------ GIVEN RECORDS ------

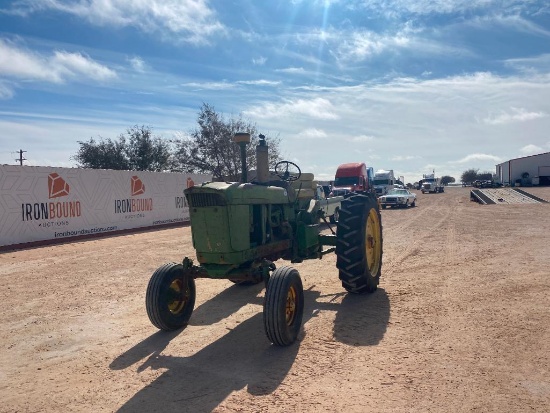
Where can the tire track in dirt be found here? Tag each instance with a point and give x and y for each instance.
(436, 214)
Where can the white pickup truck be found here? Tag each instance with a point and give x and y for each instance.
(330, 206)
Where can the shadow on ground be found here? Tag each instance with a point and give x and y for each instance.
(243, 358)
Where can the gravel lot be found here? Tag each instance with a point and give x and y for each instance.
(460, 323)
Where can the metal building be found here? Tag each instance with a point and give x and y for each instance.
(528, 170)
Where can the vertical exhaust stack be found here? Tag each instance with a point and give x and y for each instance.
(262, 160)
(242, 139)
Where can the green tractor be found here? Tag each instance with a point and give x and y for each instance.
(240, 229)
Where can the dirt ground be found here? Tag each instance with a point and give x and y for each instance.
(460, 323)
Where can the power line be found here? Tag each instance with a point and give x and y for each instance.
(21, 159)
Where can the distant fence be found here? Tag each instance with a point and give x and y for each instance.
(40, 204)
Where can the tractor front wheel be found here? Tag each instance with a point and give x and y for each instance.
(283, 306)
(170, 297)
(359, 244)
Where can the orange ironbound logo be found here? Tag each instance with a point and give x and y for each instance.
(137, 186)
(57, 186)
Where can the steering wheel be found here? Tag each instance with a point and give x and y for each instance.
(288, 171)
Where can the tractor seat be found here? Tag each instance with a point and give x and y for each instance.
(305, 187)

------

Write out every line above again exactly, with the pictures left out.

• _YOUR SOLUTION_
Where can the tire track in dirt be found here? Tag each instance with a point and give x and y for each instance.
(436, 214)
Where can the white pickup truck be found here? Tag each instance with a point and give x and y for each instance.
(330, 206)
Where can the shadow on ground be found here? Tag each instance with a point and give x and y for each instance.
(243, 358)
Where can the gravel lot be found here? Tag each instance with a point and give x and y for each instance.
(460, 323)
Where can the metal building be found here? Tag each instance with a point and give x and y for each instance.
(528, 170)
Where can the vertical exhaust stack be found here? Tag each instance with a point and give x and y for each instance.
(262, 160)
(242, 139)
Where can the green tractor be found here? Tag each instance with a point and give x and y for each instance.
(240, 229)
Where can the dirt ground be found here? Tag each instance with a point and give x and y for each instance.
(460, 323)
Where can the power line be found here? Tag each instance with a point and give x and y for each instance.
(21, 159)
Where can the distant fence be found here? Tag each instance with a point and give x and y for each instance.
(40, 204)
Where can the tractor front wheel be found here? Tag each instance with a point and give x and y for each instance.
(283, 306)
(170, 297)
(359, 244)
Where can the orange ironbound logo be found here? Tag each instance with a point and give x and y for each instance.
(137, 186)
(57, 186)
Where can the steering wheel be found here? Tag each instance with a point and give x and y for each instance.
(288, 171)
Where can the tractor seat be found here? Tag each instance with a point and give x and y for each instance.
(305, 187)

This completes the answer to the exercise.